Excerpted passage:
According to Mikuls, there have been several previous studies linking uric acid and gout to increased risk for cardiovascular disease.
“Moreover, there have been suggestions that drugs that we use to lower uric acid and treat gout, such as allopurinol — by far the most common urate lowering agent used — may be cardioprotective,” he said. “However, studies looking at this latter issue have largely looked at users vs. nonusers and we believe that approach is prone to substantial bias.
To examine whether allopurinol dose escalation, as is recommended in management guidelines, leads to a reduction in cause-specific mortality, the researchers conducted a 10-year, active-comparator study of patients who received the drug for gout from the U.S. Veterans Health Administration from 1999 to 2010. Propensity score matching with Cox proportional hazards and competing risks regression were used to determine cause-specific mortality differences between dose escalators and nonescalators.
A total of 31,335 patients met the researchers’ eligibility criteria, with 25,378 having the complete data required for propensity score matching. Of those, 6,428 patients were sorted into both propensity-matched cohorts of dose escalators and nonescalators.

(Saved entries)
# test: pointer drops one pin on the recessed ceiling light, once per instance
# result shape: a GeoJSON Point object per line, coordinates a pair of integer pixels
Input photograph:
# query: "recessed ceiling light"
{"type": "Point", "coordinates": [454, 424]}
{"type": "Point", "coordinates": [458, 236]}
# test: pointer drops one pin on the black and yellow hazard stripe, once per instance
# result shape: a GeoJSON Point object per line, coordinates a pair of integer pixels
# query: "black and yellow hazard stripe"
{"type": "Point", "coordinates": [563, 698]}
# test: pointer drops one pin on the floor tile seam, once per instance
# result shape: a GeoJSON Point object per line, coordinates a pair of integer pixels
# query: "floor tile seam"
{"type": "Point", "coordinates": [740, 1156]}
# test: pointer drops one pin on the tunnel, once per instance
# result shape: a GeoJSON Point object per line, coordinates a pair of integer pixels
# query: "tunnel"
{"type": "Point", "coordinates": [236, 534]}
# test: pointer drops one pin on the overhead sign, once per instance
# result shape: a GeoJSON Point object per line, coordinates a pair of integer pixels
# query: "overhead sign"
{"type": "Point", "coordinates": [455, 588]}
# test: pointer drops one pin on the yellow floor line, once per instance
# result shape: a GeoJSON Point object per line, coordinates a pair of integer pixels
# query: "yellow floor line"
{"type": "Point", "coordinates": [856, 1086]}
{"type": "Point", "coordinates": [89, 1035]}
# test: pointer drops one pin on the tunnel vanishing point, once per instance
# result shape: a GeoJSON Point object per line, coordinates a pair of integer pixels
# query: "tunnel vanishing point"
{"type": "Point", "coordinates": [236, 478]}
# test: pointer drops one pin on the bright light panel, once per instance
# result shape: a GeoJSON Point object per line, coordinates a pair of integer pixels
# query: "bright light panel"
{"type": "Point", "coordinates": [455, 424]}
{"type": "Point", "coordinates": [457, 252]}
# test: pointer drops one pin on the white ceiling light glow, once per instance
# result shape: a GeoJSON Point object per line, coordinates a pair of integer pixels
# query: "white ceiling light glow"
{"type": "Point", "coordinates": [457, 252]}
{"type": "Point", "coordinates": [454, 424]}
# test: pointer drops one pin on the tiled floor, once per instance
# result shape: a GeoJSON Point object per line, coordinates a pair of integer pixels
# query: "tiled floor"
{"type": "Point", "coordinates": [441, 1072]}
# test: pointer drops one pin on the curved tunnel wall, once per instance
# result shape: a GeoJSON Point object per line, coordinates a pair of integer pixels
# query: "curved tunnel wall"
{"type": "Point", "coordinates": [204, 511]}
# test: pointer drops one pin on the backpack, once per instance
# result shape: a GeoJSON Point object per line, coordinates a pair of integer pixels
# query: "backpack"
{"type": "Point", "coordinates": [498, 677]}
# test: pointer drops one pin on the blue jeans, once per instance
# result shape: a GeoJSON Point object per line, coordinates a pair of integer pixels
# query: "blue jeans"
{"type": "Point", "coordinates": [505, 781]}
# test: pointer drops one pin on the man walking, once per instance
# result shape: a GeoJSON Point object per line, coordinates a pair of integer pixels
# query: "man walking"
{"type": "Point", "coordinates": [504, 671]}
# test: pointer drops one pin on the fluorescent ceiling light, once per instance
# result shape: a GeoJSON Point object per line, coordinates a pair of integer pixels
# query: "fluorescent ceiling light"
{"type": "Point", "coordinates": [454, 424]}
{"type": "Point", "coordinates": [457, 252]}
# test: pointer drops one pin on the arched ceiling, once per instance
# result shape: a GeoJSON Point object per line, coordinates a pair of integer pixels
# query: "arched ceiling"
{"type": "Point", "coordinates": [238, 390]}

Your task: Please copy the passage on allopurinol and gout in full, word for word. The entries are separate material and have no connection to the passage on allopurinol and gout.

Output for this exercise:
According to Mikuls, there have been several previous studies linking uric acid and gout to increased risk for cardiovascular disease.
“Moreover, there have been suggestions that drugs that we use to lower uric acid and treat gout, such as allopurinol — by far the most common urate lowering agent used — may be cardioprotective,” he said. “However, studies looking at this latter issue have largely looked at users vs. nonusers and we believe that approach is prone to substantial bias.
To examine whether allopurinol dose escalation, as is recommended in management guidelines, leads to a reduction in cause-specific mortality, the researchers conducted a 10-year, active-comparator study of patients who received the drug for gout from the U.S. Veterans Health Administration from 1999 to 2010. Propensity score matching with Cox proportional hazards and competing risks regression were used to determine cause-specific mortality differences between dose escalators and nonescalators.
A total of 31,335 patients met the researchers’ eligibility criteria, with 25,378 having the complete data required for propensity score matching. Of those, 6,428 patients were sorted into both propensity-matched cohorts of dose escalators and nonescalators.